Your instructions: Without the images, repeat every line of the listing exactly.

Exercise data:
•••••

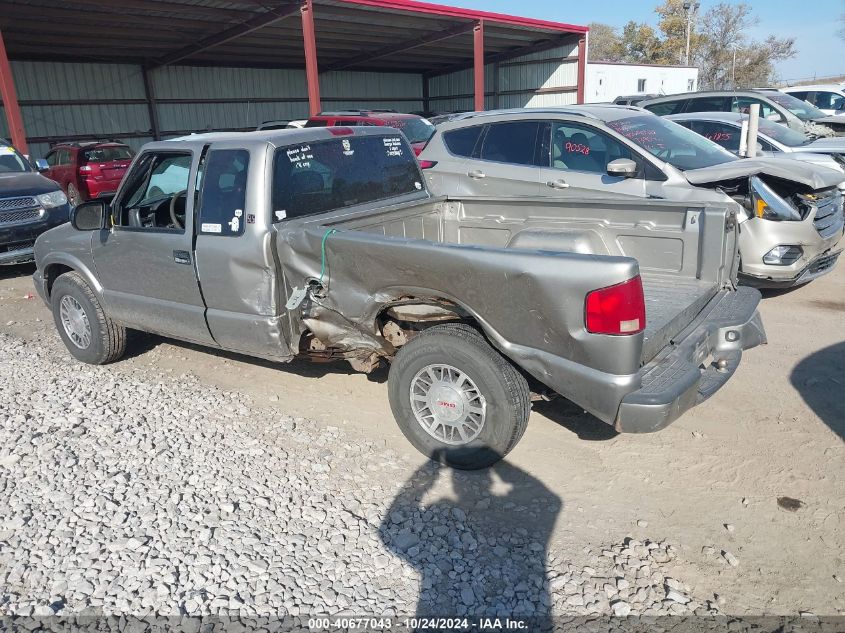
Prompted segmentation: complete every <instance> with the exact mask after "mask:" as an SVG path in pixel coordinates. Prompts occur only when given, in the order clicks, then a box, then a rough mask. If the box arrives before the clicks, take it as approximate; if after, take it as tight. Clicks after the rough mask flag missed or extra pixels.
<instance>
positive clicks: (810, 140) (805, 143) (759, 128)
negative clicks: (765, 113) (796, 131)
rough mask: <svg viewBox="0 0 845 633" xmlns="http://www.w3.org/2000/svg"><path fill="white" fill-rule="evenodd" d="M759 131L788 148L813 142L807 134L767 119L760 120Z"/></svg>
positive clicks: (758, 128) (764, 134) (778, 142)
mask: <svg viewBox="0 0 845 633" xmlns="http://www.w3.org/2000/svg"><path fill="white" fill-rule="evenodd" d="M758 129H759V130H760V133H761V134H764V135H766V136H768V137H769V138H771V139H773V140H775V141H777V142H778V143H780V144H781V145H786V146H787V147H800V146H801V145H807V143H812V142H813V139H811V138H810V137H809V136H807V135H806V134H802V133H801V132H796V131H795V130H793V129H791V128H788V127H786V126H785V125H781V124H780V123H774V122H773V121H769V120H767V119H760V121H759V127H758Z"/></svg>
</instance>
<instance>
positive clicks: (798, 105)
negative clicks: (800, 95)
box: [766, 92, 827, 121]
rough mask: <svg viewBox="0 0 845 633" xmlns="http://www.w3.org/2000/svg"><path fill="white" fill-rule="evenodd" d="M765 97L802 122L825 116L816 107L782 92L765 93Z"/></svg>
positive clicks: (772, 92) (812, 119)
mask: <svg viewBox="0 0 845 633" xmlns="http://www.w3.org/2000/svg"><path fill="white" fill-rule="evenodd" d="M766 97H767V98H768V99H771V100H772V101H774V102H775V103H777V104H778V105H781V106H783V107H784V108H786V109H787V110H789V111H790V112H792V114H794V115H795V116H797V117H798V118H799V119H801V120H802V121H815V120H816V119H821V118H823V117H826V116H827V115H826V114H825V113H824V112H822V111H821V110H819V109H818V108H817V107H815V106H811V105H810V104H809V103H807V102H806V101H801V99H796V98H795V97H793V96H792V95H788V94H786V93H784V92H767V93H766Z"/></svg>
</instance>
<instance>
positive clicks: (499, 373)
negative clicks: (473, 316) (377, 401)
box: [388, 324, 531, 470]
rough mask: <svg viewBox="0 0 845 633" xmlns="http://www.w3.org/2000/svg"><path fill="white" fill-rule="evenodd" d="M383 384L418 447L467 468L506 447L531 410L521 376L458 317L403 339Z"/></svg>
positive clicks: (410, 437)
mask: <svg viewBox="0 0 845 633" xmlns="http://www.w3.org/2000/svg"><path fill="white" fill-rule="evenodd" d="M388 392H389V396H390V407H391V409H392V410H393V415H394V417H395V418H396V422H397V423H398V424H399V428H400V429H401V430H402V433H404V435H405V437H407V438H408V440H409V441H410V442H411V443H412V444H413V445H414V446H415V447H416V448H417V449H418V450H419V451H420V452H422V453H423V454H424V455H427V456H428V457H430V458H432V459H435V460H437V461H441V462H443V463H446V464H449V465H450V466H454V467H455V468H462V469H467V470H474V469H478V468H486V467H487V466H490V465H492V464H494V463H496V462H497V461H499V460H500V459H502V458H503V457H504V456H505V455H507V454H508V453H509V452H510V451H511V449H512V448H513V447H514V446H516V443H517V442H518V441H519V440H520V438H521V437H522V435H523V433H525V428H526V426H527V424H528V415H529V413H530V411H531V401H530V393H529V389H528V383H527V382H526V380H525V378H524V377H523V376H522V375H521V374H520V373H519V372H518V371H517V370H516V368H514V366H513V365H511V363H510V362H508V361H507V360H506V359H505V358H504V357H503V356H502V355H501V354H499V353H498V352H497V351H496V350H495V349H493V347H491V346H490V344H489V343H488V342H487V341H486V340H485V339H484V337H483V336H482V335H481V334H480V333H479V332H478V331H477V330H475V329H473V328H471V327H469V326H466V325H461V324H446V325H437V326H434V327H432V328H429V329H427V330H425V331H424V332H422V333H421V334H419V335H418V336H417V337H415V338H414V339H412V340H411V341H410V342H408V343H407V344H406V345H404V346H403V347H402V348H401V349H400V350H399V352H398V353H397V354H396V358H395V359H394V361H393V363H392V365H391V367H390V375H389V377H388Z"/></svg>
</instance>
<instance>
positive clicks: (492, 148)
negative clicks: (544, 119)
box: [481, 121, 542, 166]
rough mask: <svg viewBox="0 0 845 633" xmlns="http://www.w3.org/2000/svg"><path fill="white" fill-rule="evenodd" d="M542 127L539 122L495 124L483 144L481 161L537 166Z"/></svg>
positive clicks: (515, 122)
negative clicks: (536, 157) (538, 153)
mask: <svg viewBox="0 0 845 633" xmlns="http://www.w3.org/2000/svg"><path fill="white" fill-rule="evenodd" d="M540 127H541V126H540V122H539V121H508V122H504V123H493V124H492V125H490V127H489V128H488V129H487V133H486V134H485V135H484V140H483V141H482V142H481V160H490V161H495V162H497V163H510V164H511V165H528V166H537V164H538V161H537V158H536V154H537V147H538V143H540V142H541V141H542V139H541V138H540Z"/></svg>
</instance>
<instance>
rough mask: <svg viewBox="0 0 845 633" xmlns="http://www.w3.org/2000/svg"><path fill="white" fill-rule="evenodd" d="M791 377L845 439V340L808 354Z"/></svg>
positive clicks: (791, 379)
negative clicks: (814, 353) (808, 355)
mask: <svg viewBox="0 0 845 633" xmlns="http://www.w3.org/2000/svg"><path fill="white" fill-rule="evenodd" d="M789 379H790V382H791V383H792V386H793V387H794V388H795V390H796V391H797V392H798V393H800V394H801V397H802V398H804V402H806V403H807V406H809V407H810V408H811V409H812V410H813V413H815V414H816V415H817V416H819V418H820V419H821V420H822V422H824V423H825V424H827V425H828V426H829V427H830V429H831V430H832V431H833V432H834V433H836V434H837V435H838V436H839V437H840V438H842V439H845V342H843V343H837V344H836V345H831V346H830V347H826V348H824V349H823V350H820V351H818V352H816V353H815V354H812V355H810V356H808V357H807V358H805V359H804V360H802V361H801V362H800V363H798V364H797V365H796V366H795V369H793V370H792V374H791V375H790V377H789Z"/></svg>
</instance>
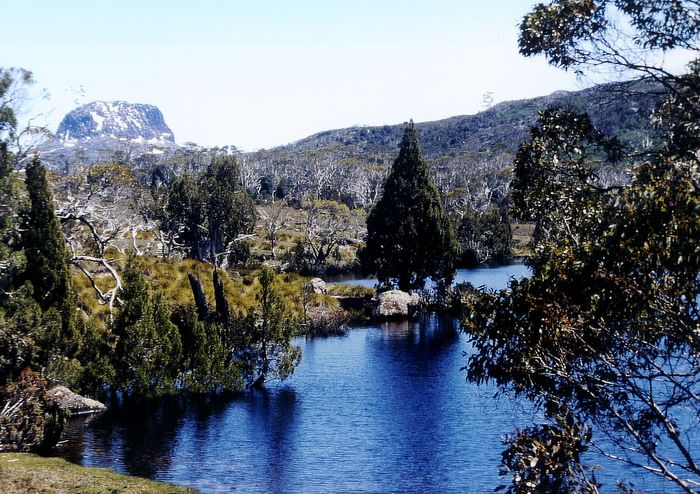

•••••

Solution for this task:
Prompted segmentation: complete every <instance> with the exact mask after "mask:" as an SVG path in pixel coordinates. Prompts occur only when given, in the order clicks, then a box, then a rough mask. If the box arrives before the clicks, take it as approximate; if after, take it as tight. Clicks after the rough mask flag missed or extra pixels.
<instance>
positive clicks: (810, 140) (805, 143) (759, 128)
negative clicks: (765, 113) (796, 131)
rough mask: <svg viewBox="0 0 845 633" xmlns="http://www.w3.org/2000/svg"><path fill="white" fill-rule="evenodd" d="M759 131L788 148L813 142L807 134L767 119L760 120Z"/></svg>
positive clicks: (758, 128) (764, 134) (778, 142)
mask: <svg viewBox="0 0 845 633" xmlns="http://www.w3.org/2000/svg"><path fill="white" fill-rule="evenodd" d="M758 129H759V130H760V133H761V134H764V135H766V136H768V137H769V138H771V139H773V140H775V141H777V142H778V143H780V144H781V145H786V146H787V147H800V146H801V145H807V143H812V142H813V139H811V138H810V137H809V136H807V135H806V134H802V133H801V132H796V131H795V130H793V129H791V128H788V127H786V126H785V125H781V124H780V123H774V122H773V121H769V120H767V119H760V121H759V127H758Z"/></svg>
</instance>
<instance>
positive clicks: (798, 105)
negative clicks: (800, 95)
box: [766, 92, 827, 121]
rough mask: <svg viewBox="0 0 845 633" xmlns="http://www.w3.org/2000/svg"><path fill="white" fill-rule="evenodd" d="M765 97L802 122L825 116L816 107L782 92L765 93Z"/></svg>
positive clicks: (772, 92) (812, 119)
mask: <svg viewBox="0 0 845 633" xmlns="http://www.w3.org/2000/svg"><path fill="white" fill-rule="evenodd" d="M766 97H767V98H768V99H771V100H772V101H774V102H775V103H777V104H778V105H781V106H783V107H784V108H786V109H787V110H789V111H790V112H792V114H794V115H795V116H797V117H798V118H799V119H801V120H802V121H815V120H816V119H821V118H823V117H826V116H827V115H826V114H825V113H824V112H822V111H821V110H819V109H818V108H817V107H815V106H811V105H810V104H809V103H807V102H806V101H801V99H796V98H795V97H793V96H792V95H788V94H786V93H784V92H767V93H766Z"/></svg>
</instance>
<instance>
positive clicks: (499, 373)
negative clicks: (473, 316) (377, 401)
box: [388, 324, 531, 470]
rough mask: <svg viewBox="0 0 845 633" xmlns="http://www.w3.org/2000/svg"><path fill="white" fill-rule="evenodd" d="M383 384L418 447L467 468L506 447L531 410L521 376L458 317L403 339Z"/></svg>
positive clicks: (410, 437)
mask: <svg viewBox="0 0 845 633" xmlns="http://www.w3.org/2000/svg"><path fill="white" fill-rule="evenodd" d="M388 392H389V396H390V407H391V409H392V410H393V415H394V417H395V418H396V422H397V423H398V424H399V428H400V429H401V430H402V433H404V435H405V437H407V438H408V440H409V441H410V442H411V443H412V444H413V445H414V446H415V447H416V448H417V449H418V450H419V451H420V452H422V453H423V454H424V455H427V456H428V457H430V458H432V459H435V460H437V461H441V462H443V463H446V464H449V465H450V466H454V467H455V468H462V469H467V470H474V469H478V468H486V467H487V466H490V465H492V464H494V463H496V462H497V461H499V460H500V459H502V458H503V457H504V456H505V455H507V454H508V453H509V452H510V451H511V449H512V448H513V447H514V446H516V443H517V442H518V441H519V440H520V438H521V437H522V435H523V433H525V428H526V426H527V424H528V415H529V413H530V411H531V401H530V393H529V389H528V383H527V382H526V380H525V378H524V377H523V376H522V375H521V374H520V373H519V372H518V371H517V370H516V368H514V366H513V365H511V363H510V362H508V361H507V360H506V359H505V358H504V357H503V356H502V355H501V354H499V353H498V352H497V351H496V350H495V349H493V347H491V346H490V344H489V343H488V342H487V341H486V340H485V339H484V337H483V336H482V335H481V334H480V333H479V332H478V331H477V330H475V329H473V328H471V327H469V326H466V325H461V324H446V325H437V326H434V327H432V328H429V329H427V330H425V331H424V332H422V333H421V334H419V335H418V336H417V337H415V338H414V339H412V340H411V341H410V342H408V343H407V344H406V345H404V346H403V347H402V348H401V349H400V350H399V352H398V353H397V354H396V358H395V359H394V361H393V363H392V365H391V367H390V375H389V377H388Z"/></svg>
</instance>
<instance>
positive clicks: (492, 148)
negative clicks: (544, 119)
box: [481, 121, 542, 166]
rough mask: <svg viewBox="0 0 845 633" xmlns="http://www.w3.org/2000/svg"><path fill="white" fill-rule="evenodd" d="M542 127L539 122L495 124L483 144L481 161L537 166Z"/></svg>
positive clicks: (515, 122)
negative clicks: (536, 157) (538, 153)
mask: <svg viewBox="0 0 845 633" xmlns="http://www.w3.org/2000/svg"><path fill="white" fill-rule="evenodd" d="M540 127H541V126H540V122H539V121H508V122H504V123H493V124H492V125H490V127H489V128H488V129H487V133H486V134H485V135H484V140H483V141H482V142H481V160H490V161H495V162H497V163H510V164H511V165H528V166H537V164H538V161H537V158H536V154H537V147H538V143H540V142H541V141H542V139H541V138H540Z"/></svg>
</instance>
<instance>
rough mask: <svg viewBox="0 0 845 633" xmlns="http://www.w3.org/2000/svg"><path fill="white" fill-rule="evenodd" d="M791 377L845 439V340L808 354Z"/></svg>
positive clicks: (791, 379)
negative clicks: (814, 353) (808, 355)
mask: <svg viewBox="0 0 845 633" xmlns="http://www.w3.org/2000/svg"><path fill="white" fill-rule="evenodd" d="M789 379H790V382H791V383H792V386H793V387H794V388H795V390H796V391H797V392H798V393H800V394H801V397H802V398H804V402H806V403H807V406H809V407H810V408H811V409H812V410H813V413H815V414H816V415H817V416H819V418H820V419H821V420H822V422H824V423H825V424H827V425H828V426H829V427H830V429H831V430H832V431H833V432H834V433H836V434H837V435H838V436H839V437H840V438H842V439H845V342H843V343H837V344H836V345H831V346H830V347H826V348H824V349H823V350H820V351H818V352H816V353H815V354H812V355H810V356H808V357H807V358H805V359H804V360H802V361H801V362H800V363H798V364H797V365H796V366H795V369H793V370H792V374H791V375H790V377H789Z"/></svg>
</instance>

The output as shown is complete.